By Sandeep Basnyat
IFTM Comments is a partnership between Macau News Agency and Macao Institute for Tourism Studies
A diversified pool of labour that includes youth, female, and migrant workers, among others, acts as the driving force for the ‘labour-intensive’ tourism and hospitality industry. Not only do they help in the growth and development of the tourism and hospitality industry, but also of the overall economy and society. Unfortunately, as numerous studies have shown, economic benefits often overshadow the wellbeing of the labour force in the industry, and working under precarious conditions has been a usual practice for workers in many countries. It is, therefore, no surprise that the absence of decent work conditions at the tourism and hospitality enterprises is one of the strongest reasons why the labour turnover in the industry is often very high. Although, in recent decades, several tourism and hospitality organizations have improved their policies and practices related to workers, the issue of ‘how to maintain a sustainable workforce’ has remained unattended at the significant majority of the workplaces.
Sustainability in the tourism and hospitality industry has been a dominant theme in tourism discourse since the mid-1990s; however, they are highly concentrated on a few specific areas, such as economic benefits, natural environment and tourists. It is important to note that although the supply of labour is aimed at satisfying various levels of demand in the industry, several practices of tourism employment have been considered unsustainable.

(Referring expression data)
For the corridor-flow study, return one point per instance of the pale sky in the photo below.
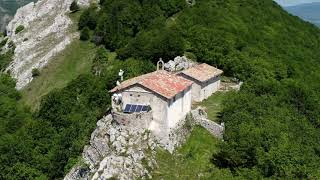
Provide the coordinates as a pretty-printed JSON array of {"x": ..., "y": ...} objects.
[{"x": 294, "y": 2}]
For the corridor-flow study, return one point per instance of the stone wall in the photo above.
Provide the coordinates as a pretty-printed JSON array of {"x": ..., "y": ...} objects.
[
  {"x": 200, "y": 118},
  {"x": 134, "y": 120}
]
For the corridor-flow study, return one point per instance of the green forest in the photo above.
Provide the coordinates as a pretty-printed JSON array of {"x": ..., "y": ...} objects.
[{"x": 272, "y": 123}]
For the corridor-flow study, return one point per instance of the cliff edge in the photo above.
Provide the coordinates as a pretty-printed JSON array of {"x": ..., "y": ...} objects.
[{"x": 46, "y": 32}]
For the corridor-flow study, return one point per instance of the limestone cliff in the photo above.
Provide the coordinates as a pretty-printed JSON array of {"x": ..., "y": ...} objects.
[
  {"x": 47, "y": 31},
  {"x": 116, "y": 151}
]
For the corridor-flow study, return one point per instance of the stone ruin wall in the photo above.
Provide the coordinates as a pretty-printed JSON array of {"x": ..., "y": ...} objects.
[{"x": 133, "y": 121}]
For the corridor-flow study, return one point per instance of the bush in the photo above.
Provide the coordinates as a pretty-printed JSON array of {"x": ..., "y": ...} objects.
[
  {"x": 74, "y": 6},
  {"x": 19, "y": 29},
  {"x": 35, "y": 72},
  {"x": 3, "y": 42},
  {"x": 85, "y": 34}
]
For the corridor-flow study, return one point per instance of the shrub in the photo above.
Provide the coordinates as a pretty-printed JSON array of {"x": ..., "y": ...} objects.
[
  {"x": 85, "y": 34},
  {"x": 35, "y": 72},
  {"x": 3, "y": 42},
  {"x": 74, "y": 6},
  {"x": 19, "y": 29}
]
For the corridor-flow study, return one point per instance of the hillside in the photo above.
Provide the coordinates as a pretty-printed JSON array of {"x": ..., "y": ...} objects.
[
  {"x": 308, "y": 12},
  {"x": 272, "y": 123},
  {"x": 8, "y": 9}
]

Exercise = Reproduce the passage of the text on tourism and hospitality workers above, starting at the words "Sustainability in the" and stopping after the words "been considered unsustainable.".

Task response =
Sustainability in the tourism and hospitality industry has been a dominant theme in tourism discourse since the mid-1990s; however, they are highly concentrated on a few specific areas, such as economic benefits, natural environment and tourists. It is important to note that although the supply of labour is aimed at satisfying various levels of demand in the industry, several practices of tourism employment have been considered unsustainable.